[Quoted passage Boundary: Start]
Species of flowering plant

Persoonia daphnoides is a plant in the family Proteaceae and is endemic to a restricted area in eastern Australia. It is a prostrate shrub with spatula-shaped to egg-shaped leaves with the narrower end towards the base, and yellow flowers in groups of up to eight on a rachis up to 35 mm long.

==Description==
Persoonia daphnoides is a prostrate shrub that typically grows to a height of about 10 cm and has its young branchlets densely covered with light brown hairs. The leaves are spatula-shaped to egg-shaped with the narrower end towards the base, 15–50 mm long, 4–20 mm wide and twisted through 90°. The flowers are arranged in groups of up to eight along a rachis up to 35 mm long that usually grows into a leafy shoot after flowering. Each flower is on an erect pedicel 1.5–3 mm long and the tepals are yellow, 9–10 mm long and hairy on the outside. Flowering occurs from December to January.
[Quoted passage Boundary: End]
Using the information
- a) In the Persoonia daphnoides description, translate this sentence into Spanish: "Flowering occurs from December to January."
- b) According to the Persoonia daphnoides description, to what height does the shrub typically grow?
- c) Pick up the Persoonia daphnoides description after its last sentence and continue it.
[Data records Boundary: Start]
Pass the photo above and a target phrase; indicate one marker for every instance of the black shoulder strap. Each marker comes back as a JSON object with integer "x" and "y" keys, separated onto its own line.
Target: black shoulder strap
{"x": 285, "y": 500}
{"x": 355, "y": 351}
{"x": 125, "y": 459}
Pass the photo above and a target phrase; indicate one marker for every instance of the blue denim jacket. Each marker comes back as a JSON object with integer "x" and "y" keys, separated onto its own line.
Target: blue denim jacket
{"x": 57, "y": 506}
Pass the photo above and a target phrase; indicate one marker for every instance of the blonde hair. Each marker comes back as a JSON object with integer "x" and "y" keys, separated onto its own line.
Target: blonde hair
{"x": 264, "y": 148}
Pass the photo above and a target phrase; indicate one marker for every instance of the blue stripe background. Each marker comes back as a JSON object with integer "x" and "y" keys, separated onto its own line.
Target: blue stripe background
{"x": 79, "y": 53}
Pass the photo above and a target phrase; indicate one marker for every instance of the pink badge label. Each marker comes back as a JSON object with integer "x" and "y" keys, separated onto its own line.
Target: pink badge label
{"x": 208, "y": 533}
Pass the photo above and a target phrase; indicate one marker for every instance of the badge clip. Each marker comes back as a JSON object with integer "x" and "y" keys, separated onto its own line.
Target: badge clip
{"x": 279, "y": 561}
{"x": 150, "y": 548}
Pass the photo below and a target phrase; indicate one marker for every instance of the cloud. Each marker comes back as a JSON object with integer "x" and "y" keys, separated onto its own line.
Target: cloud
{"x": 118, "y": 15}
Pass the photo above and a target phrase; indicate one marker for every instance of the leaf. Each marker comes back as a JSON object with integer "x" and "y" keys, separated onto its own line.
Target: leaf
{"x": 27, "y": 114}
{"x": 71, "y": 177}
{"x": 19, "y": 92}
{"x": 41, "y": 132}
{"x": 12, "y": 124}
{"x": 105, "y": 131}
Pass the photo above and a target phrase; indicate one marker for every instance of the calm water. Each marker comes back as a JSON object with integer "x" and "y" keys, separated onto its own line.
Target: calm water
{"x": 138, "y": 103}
[Data records Boundary: End]
Results
- a) La floración ocurre de diciembre a enero.

- b) It typically grows to a height of about 10 cm.

- c)
==Taxonomy==
Persoonia daphnoides was first formally described in 1830 by Robert Brown from an unpublished manuscript by Allan Cunningham. Brown's description was published in Supplementum primum Prodromi florae Novae Hollandiae.

Cunningham gave the type location as "near the Hunter's River" but Peter H. Weston and Lawrie Johnson consider that Cunningham's label is erroneus.

==Distribution and habitat==
This geebung grows in woodland and forest near Tenterfield in New South Wales and nearby Stanthorpe in Queensland, at altitudes between 950 and 1200 m.